> [Exercise objective] Give back, character for character, the line that includes "Can you find the quay" and all lines beneath it in the data.
----- Data for the task
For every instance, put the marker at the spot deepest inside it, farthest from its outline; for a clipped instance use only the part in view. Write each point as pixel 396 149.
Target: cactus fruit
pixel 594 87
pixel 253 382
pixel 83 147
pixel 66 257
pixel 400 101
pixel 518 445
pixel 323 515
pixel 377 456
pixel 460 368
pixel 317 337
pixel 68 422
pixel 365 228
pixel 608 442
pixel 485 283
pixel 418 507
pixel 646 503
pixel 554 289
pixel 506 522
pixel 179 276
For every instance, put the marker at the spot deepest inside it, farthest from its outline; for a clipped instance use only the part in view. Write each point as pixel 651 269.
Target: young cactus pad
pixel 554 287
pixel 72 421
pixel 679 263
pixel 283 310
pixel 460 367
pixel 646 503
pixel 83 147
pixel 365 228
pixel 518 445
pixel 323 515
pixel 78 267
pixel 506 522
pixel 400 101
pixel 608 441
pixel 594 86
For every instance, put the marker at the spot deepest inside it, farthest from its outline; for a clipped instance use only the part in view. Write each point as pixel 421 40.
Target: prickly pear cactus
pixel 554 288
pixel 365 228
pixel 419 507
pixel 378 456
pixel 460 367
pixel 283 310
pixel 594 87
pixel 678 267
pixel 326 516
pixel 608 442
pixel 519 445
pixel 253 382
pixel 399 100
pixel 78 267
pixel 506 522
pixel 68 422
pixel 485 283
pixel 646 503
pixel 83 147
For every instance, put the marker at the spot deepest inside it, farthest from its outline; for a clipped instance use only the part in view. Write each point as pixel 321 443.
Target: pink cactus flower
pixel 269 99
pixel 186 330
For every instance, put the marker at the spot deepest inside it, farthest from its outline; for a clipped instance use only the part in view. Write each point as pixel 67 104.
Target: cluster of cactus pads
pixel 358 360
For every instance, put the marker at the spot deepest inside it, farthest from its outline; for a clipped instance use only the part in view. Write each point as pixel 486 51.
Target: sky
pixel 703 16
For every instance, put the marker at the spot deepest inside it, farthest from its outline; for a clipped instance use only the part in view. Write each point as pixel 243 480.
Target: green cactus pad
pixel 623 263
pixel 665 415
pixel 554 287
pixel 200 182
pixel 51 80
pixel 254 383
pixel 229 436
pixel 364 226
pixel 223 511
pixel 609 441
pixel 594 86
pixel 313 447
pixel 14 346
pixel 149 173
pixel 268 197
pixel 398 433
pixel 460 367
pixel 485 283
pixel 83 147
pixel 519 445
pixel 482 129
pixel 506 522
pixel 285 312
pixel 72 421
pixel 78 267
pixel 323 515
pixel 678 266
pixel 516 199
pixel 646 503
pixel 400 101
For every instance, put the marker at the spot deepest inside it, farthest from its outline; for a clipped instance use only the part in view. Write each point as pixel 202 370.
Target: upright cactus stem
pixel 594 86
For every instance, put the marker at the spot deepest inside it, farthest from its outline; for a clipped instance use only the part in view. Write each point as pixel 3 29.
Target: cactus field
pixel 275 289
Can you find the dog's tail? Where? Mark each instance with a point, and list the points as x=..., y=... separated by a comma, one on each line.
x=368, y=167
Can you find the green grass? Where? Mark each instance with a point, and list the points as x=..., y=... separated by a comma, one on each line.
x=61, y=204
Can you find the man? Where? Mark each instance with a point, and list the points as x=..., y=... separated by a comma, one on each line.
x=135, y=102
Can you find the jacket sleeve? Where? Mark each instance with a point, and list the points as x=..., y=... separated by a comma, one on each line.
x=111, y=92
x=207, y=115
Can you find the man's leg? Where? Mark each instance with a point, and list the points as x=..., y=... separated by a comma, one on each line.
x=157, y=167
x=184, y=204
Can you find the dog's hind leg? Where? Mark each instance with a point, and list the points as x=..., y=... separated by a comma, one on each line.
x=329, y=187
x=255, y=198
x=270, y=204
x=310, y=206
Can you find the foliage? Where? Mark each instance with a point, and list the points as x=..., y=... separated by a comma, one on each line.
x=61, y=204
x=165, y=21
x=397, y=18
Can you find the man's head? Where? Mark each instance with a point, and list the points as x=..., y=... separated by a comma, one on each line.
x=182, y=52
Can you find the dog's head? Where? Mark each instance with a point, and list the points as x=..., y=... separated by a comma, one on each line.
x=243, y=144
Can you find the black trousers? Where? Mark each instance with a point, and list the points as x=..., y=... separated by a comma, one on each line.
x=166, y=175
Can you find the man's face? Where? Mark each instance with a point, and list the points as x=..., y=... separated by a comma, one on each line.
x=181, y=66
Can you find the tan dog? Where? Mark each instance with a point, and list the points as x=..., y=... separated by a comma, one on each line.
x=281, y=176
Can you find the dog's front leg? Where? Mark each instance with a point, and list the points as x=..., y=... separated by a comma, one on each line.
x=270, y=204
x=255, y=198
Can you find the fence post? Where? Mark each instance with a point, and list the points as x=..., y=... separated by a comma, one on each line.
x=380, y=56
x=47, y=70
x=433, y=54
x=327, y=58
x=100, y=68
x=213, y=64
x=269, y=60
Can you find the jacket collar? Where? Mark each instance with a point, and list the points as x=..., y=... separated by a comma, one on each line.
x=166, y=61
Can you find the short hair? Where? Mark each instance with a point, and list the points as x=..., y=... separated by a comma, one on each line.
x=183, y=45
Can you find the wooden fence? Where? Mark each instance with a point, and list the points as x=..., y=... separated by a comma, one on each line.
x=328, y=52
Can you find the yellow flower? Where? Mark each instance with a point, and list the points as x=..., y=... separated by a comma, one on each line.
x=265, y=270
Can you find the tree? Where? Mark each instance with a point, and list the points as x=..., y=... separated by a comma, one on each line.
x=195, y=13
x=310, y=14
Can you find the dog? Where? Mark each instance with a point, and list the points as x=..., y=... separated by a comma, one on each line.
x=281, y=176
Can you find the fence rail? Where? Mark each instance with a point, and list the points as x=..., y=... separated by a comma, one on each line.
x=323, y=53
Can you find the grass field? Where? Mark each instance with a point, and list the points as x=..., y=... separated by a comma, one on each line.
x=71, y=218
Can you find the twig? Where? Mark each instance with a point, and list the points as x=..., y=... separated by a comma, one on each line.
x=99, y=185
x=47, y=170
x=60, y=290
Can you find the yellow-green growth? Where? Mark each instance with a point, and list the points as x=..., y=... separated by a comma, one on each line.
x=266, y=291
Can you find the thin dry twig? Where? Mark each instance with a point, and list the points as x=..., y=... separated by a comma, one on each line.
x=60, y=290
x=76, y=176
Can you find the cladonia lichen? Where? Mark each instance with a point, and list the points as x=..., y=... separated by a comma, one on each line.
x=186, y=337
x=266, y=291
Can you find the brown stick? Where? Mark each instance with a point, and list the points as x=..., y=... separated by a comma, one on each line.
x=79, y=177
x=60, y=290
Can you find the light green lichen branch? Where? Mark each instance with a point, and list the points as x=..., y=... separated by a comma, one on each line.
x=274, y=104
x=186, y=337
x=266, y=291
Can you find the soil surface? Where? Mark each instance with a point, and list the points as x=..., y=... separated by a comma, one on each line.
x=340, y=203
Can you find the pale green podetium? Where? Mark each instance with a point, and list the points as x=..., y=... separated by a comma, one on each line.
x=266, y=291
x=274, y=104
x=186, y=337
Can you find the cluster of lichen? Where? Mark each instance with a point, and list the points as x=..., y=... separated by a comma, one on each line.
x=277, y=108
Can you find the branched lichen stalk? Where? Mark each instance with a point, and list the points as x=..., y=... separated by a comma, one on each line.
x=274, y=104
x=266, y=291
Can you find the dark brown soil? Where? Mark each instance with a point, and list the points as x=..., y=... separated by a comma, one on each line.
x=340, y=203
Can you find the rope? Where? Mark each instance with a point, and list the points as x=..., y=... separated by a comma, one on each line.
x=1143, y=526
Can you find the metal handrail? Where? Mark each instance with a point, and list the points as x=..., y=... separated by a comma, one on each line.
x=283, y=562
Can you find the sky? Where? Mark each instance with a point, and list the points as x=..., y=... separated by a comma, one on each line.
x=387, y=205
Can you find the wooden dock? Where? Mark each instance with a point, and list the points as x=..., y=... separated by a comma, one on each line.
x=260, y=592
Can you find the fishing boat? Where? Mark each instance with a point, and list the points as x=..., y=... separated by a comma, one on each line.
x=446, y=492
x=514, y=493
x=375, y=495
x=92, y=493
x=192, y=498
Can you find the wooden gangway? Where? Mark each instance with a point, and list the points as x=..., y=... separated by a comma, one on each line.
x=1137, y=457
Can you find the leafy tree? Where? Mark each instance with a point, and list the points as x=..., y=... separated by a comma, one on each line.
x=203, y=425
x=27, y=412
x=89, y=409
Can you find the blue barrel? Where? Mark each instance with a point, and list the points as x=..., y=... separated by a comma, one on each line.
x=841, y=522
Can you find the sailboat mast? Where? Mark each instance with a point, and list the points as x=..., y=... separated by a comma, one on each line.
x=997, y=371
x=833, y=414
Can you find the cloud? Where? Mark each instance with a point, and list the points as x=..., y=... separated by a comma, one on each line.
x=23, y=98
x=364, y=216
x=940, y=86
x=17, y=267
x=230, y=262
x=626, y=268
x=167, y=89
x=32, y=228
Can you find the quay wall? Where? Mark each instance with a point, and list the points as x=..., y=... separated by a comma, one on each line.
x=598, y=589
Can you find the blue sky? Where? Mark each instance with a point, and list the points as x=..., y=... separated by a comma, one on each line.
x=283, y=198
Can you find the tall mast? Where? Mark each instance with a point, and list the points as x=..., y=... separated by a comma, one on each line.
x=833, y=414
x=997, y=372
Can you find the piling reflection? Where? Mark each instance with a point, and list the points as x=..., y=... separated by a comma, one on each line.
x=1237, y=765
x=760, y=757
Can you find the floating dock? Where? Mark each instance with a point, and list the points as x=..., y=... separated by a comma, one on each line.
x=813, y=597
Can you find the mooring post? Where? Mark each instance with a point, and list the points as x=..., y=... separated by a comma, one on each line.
----------
> [Output of the task]
Can you find the quay wall? Where? Mark each instance with a point, and list the points as x=..., y=... separated by a comma, one on each line.
x=598, y=589
Can you find the blue sky? Where? Mark each instance with a point, and list the points as x=..., y=... separated by a comma, one on each line.
x=283, y=198
Can you find the tall mast? Where? Mark each instance with a point, and list the points as x=..., y=... separated by a comma, one on each line.
x=833, y=414
x=997, y=372
Can you find the piling reflection? Where? Mark each instance with a point, and list the points as x=..., y=... separated by a comma, one on each line.
x=1237, y=765
x=760, y=757
Can you find the floating dock? Where? Mark each instance with a point, and list the points as x=..., y=... separated by a comma, one on each line.
x=813, y=597
Can you find the mooring post? Where? Mark each instance with a point, and list the points as x=..., y=... separated by a comma, one on each line.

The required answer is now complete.